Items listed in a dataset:
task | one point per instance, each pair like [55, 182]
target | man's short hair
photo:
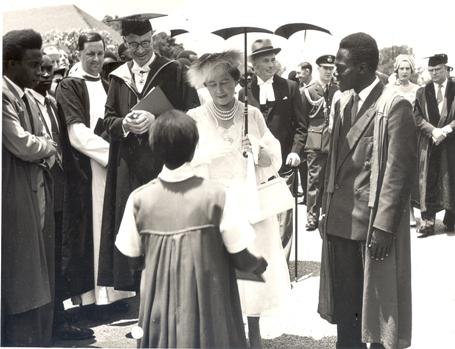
[89, 37]
[174, 136]
[15, 43]
[362, 48]
[306, 65]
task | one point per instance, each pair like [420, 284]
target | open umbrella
[175, 32]
[287, 30]
[226, 33]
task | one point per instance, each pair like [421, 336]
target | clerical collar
[177, 175]
[19, 91]
[136, 67]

Task instructions:
Can you repeat all of the rows above word for word, leaving the picture out of your answer?

Exercise result:
task | one point per instance, each pair like [55, 182]
target | man's short hair
photo:
[89, 37]
[174, 136]
[15, 43]
[362, 48]
[306, 65]
task | one point per instance, each pair like [420, 284]
target | open umbrella
[175, 32]
[287, 30]
[226, 33]
task | one point per instance, each pair like [421, 336]
target | clerical collar
[177, 175]
[19, 91]
[136, 67]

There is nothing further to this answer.